═══ Exercise material ═══
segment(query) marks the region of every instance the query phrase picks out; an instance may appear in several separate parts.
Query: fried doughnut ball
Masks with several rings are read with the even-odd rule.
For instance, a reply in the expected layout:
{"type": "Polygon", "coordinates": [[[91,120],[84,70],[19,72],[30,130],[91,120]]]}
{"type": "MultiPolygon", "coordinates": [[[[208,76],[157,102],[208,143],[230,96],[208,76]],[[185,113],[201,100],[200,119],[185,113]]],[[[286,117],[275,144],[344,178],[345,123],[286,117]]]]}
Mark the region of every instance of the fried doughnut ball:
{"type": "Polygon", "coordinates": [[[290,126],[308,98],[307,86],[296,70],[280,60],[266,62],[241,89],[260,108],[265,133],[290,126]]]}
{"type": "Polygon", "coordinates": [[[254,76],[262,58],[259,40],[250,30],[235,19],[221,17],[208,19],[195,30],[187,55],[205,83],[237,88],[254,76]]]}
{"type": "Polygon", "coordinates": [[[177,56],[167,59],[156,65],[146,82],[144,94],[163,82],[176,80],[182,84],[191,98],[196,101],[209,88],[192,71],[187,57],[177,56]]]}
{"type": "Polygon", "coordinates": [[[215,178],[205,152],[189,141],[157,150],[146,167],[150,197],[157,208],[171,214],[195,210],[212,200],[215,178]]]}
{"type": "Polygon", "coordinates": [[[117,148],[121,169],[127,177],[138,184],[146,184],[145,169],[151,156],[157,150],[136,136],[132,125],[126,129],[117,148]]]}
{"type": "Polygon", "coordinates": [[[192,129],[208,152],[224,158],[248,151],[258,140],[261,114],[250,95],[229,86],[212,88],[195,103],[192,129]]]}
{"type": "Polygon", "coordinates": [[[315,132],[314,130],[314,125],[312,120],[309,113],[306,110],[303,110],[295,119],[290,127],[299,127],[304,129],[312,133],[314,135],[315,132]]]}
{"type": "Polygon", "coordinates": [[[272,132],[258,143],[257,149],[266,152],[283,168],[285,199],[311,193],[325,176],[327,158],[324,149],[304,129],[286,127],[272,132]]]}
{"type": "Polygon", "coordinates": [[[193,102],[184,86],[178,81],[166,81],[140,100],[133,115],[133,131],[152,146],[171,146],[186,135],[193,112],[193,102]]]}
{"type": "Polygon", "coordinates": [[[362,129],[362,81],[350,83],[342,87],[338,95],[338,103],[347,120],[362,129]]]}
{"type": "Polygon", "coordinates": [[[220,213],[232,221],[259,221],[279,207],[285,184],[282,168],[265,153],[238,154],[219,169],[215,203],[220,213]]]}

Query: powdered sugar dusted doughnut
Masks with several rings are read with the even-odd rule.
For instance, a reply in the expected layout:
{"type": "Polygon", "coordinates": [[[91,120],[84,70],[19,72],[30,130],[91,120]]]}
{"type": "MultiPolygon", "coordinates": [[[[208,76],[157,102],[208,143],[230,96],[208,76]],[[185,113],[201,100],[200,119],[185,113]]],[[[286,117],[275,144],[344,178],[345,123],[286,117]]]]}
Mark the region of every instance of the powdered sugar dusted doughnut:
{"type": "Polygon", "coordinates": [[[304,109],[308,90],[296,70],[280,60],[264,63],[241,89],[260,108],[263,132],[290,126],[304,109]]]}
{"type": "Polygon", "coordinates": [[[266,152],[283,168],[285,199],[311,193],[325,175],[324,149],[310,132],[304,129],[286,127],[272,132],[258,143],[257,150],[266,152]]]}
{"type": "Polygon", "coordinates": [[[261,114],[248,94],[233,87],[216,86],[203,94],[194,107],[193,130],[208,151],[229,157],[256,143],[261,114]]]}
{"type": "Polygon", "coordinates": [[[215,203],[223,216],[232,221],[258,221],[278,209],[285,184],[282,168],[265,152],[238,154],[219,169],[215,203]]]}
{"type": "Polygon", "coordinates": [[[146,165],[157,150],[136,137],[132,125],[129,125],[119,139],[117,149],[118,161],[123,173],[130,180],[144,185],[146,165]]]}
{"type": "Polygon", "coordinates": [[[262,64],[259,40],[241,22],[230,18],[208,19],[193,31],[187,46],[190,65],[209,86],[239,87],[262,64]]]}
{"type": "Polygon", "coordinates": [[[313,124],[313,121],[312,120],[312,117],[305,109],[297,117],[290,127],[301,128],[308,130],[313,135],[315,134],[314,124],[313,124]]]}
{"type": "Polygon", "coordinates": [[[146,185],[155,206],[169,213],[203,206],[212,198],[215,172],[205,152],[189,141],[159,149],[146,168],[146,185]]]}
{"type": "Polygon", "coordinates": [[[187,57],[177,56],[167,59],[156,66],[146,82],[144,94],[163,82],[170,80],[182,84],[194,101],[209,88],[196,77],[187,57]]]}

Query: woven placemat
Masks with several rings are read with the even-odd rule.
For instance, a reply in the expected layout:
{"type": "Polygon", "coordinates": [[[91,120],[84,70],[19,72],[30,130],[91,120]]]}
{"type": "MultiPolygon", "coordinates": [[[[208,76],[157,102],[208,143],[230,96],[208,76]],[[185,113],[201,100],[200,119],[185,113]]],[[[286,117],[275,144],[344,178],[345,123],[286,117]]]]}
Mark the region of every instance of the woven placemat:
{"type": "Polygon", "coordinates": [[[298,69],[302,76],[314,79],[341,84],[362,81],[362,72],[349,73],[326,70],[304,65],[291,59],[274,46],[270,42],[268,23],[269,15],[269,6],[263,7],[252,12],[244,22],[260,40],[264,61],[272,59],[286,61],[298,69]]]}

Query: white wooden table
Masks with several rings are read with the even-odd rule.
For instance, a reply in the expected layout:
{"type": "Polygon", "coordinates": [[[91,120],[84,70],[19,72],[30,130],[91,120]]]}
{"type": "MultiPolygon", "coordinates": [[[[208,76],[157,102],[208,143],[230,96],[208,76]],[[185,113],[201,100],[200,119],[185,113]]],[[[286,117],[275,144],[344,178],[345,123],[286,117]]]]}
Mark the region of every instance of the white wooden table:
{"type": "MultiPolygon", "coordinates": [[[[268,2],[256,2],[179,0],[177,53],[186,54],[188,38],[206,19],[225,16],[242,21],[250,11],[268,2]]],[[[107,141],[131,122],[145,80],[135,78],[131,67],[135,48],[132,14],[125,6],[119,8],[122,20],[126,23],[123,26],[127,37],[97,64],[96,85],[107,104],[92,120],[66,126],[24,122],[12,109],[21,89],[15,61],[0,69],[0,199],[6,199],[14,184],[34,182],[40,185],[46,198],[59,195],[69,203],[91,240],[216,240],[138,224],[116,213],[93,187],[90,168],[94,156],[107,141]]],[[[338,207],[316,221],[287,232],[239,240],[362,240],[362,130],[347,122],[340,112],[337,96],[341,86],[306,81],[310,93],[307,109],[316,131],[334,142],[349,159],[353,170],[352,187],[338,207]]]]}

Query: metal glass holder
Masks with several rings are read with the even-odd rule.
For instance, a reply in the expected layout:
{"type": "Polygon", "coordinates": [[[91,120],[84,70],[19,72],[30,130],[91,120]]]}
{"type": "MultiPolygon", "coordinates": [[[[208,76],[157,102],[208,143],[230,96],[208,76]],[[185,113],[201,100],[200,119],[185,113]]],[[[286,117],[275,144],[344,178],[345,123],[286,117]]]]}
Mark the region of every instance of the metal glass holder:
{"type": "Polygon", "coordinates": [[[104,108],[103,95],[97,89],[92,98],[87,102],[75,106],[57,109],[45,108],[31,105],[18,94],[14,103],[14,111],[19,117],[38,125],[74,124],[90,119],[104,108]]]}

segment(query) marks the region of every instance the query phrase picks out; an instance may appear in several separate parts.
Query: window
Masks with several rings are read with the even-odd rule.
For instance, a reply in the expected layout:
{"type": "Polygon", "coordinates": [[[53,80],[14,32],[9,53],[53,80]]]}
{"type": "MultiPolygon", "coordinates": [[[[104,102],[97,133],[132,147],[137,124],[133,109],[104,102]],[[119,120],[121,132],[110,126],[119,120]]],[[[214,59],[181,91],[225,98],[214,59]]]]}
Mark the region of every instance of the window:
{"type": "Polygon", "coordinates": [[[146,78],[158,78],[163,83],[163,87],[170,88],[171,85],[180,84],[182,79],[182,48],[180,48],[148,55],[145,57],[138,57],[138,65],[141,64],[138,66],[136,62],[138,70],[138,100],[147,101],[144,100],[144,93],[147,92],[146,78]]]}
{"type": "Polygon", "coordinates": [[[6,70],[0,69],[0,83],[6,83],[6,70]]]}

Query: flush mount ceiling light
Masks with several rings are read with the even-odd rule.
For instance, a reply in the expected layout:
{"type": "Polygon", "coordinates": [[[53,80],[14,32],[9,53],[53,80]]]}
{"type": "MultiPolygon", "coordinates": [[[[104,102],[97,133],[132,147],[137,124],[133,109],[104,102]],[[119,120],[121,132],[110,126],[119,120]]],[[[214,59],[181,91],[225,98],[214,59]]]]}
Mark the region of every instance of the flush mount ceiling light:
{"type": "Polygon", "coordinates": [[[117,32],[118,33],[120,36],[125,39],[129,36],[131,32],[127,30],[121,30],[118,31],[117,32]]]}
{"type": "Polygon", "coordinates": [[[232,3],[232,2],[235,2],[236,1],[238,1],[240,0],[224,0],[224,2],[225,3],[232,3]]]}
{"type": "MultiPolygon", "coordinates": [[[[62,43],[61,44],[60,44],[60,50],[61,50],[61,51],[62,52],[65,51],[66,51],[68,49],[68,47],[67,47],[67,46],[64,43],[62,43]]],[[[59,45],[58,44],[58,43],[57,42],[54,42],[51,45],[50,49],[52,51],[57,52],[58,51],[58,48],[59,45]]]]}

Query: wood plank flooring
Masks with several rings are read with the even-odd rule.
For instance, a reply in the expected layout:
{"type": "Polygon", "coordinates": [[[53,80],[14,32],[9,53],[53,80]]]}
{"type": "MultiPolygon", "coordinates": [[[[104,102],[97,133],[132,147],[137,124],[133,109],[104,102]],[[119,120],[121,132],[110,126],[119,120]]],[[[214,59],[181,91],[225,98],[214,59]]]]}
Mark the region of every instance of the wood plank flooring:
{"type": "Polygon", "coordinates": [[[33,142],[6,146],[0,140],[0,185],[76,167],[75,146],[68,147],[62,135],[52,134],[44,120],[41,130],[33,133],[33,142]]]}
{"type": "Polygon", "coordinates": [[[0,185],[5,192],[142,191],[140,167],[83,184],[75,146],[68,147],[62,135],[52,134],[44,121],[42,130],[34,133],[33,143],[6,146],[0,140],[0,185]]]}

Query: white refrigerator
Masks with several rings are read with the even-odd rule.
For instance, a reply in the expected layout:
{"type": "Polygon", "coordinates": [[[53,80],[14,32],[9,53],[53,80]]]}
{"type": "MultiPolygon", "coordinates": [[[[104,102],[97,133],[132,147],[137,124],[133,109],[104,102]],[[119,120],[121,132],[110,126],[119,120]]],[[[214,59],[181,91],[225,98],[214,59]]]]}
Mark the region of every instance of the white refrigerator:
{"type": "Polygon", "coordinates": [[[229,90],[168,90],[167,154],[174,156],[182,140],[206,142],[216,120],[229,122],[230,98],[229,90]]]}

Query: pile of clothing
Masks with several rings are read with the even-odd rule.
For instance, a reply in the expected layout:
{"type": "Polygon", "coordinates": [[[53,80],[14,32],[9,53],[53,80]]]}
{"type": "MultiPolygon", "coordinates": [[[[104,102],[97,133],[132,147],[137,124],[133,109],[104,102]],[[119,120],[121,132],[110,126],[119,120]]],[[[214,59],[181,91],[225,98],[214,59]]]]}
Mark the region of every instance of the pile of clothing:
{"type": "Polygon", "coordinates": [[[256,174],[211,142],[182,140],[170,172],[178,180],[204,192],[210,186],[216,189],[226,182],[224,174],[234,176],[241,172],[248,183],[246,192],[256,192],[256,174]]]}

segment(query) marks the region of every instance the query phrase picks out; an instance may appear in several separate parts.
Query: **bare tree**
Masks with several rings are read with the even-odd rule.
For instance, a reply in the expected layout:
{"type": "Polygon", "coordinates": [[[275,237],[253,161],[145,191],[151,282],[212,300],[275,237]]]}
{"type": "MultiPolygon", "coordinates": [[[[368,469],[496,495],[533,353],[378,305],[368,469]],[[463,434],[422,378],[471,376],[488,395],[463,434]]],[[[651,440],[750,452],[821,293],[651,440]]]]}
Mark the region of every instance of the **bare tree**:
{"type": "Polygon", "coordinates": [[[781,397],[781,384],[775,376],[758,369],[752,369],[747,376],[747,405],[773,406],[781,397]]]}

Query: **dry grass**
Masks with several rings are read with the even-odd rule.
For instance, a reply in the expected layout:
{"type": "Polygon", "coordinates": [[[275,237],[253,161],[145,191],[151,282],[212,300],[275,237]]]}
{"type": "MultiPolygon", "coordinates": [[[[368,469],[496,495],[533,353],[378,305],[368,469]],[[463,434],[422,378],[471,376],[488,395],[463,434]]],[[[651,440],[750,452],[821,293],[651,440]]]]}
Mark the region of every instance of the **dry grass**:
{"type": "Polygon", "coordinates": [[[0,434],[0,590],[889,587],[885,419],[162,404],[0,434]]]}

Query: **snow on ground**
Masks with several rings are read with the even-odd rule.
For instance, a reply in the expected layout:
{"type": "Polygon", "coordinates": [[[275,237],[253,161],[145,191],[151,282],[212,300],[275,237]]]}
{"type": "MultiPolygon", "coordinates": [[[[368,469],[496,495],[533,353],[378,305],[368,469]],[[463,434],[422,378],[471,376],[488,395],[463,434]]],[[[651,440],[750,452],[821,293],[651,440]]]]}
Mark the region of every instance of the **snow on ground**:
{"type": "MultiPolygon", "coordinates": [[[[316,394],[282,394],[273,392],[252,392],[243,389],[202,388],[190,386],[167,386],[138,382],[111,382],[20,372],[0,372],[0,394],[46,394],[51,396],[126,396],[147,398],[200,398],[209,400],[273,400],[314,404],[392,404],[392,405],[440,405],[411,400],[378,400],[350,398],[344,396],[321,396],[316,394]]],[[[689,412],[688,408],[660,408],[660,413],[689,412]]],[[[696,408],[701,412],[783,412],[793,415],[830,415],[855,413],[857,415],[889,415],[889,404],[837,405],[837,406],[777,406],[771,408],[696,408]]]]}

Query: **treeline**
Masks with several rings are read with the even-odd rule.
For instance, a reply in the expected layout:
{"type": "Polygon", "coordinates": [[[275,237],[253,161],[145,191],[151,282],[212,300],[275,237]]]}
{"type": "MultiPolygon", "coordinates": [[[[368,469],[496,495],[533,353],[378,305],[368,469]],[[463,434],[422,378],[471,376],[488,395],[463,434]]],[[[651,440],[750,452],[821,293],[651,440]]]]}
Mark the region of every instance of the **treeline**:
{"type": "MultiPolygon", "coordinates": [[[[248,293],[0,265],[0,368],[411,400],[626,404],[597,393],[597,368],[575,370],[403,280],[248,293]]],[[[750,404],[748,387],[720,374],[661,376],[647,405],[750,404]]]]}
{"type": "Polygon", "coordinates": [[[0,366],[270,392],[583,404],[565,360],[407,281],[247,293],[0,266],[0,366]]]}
═══
- [Short problem]:
Emit verbatim the lines running from the one with "Query: **snow on ground**" through the last line of the data, both endpoints inclusive.

- [Finished task]:
Query: **snow on ground**
Masks with several rings are read with the even-odd rule.
For instance, a reply in the expected layout:
{"type": "Polygon", "coordinates": [[[275,237],[253,161],[145,191],[151,282],[212,300],[275,237]]]}
{"type": "MultiPolygon", "coordinates": [[[[368,469],[496,495],[533,353],[378,305],[368,469]],[[463,434],[422,378],[471,376],[488,395],[463,434]]],[[[651,440],[750,452],[821,293],[651,440]]]]}
Mark the region of every instance of the **snow on ground**:
{"type": "MultiPolygon", "coordinates": [[[[316,394],[282,394],[273,392],[252,392],[243,389],[202,388],[190,386],[167,386],[138,382],[111,382],[20,372],[0,372],[0,394],[46,394],[51,396],[126,396],[147,398],[200,398],[209,400],[273,400],[314,404],[392,404],[392,405],[440,405],[411,400],[378,400],[350,398],[344,396],[321,396],[316,394]]],[[[689,412],[688,408],[660,408],[660,413],[689,412]]],[[[696,408],[701,412],[783,412],[793,415],[830,415],[855,413],[857,415],[889,415],[889,404],[837,405],[837,406],[777,406],[771,408],[696,408]]]]}

Query: **treeline**
Masks with several rings are read with the even-odd rule.
For instance, a reply in the expected layout:
{"type": "Polygon", "coordinates": [[[275,237],[253,161],[145,191],[151,282],[212,300],[275,237]]]}
{"type": "MultiPolygon", "coordinates": [[[[368,469],[496,495],[533,353],[378,305],[368,469]],[[463,434],[422,378],[471,376],[488,395],[463,434]]],[[[651,440],[750,452],[821,293],[651,440]]]]}
Mark the region of every instance of the **treeline**:
{"type": "MultiPolygon", "coordinates": [[[[248,293],[0,265],[0,368],[411,400],[626,404],[597,393],[597,368],[575,370],[403,280],[248,293]]],[[[750,404],[748,387],[720,374],[661,376],[647,405],[750,404]]]]}
{"type": "Polygon", "coordinates": [[[0,366],[270,392],[583,404],[565,360],[407,281],[247,293],[0,266],[0,366]]]}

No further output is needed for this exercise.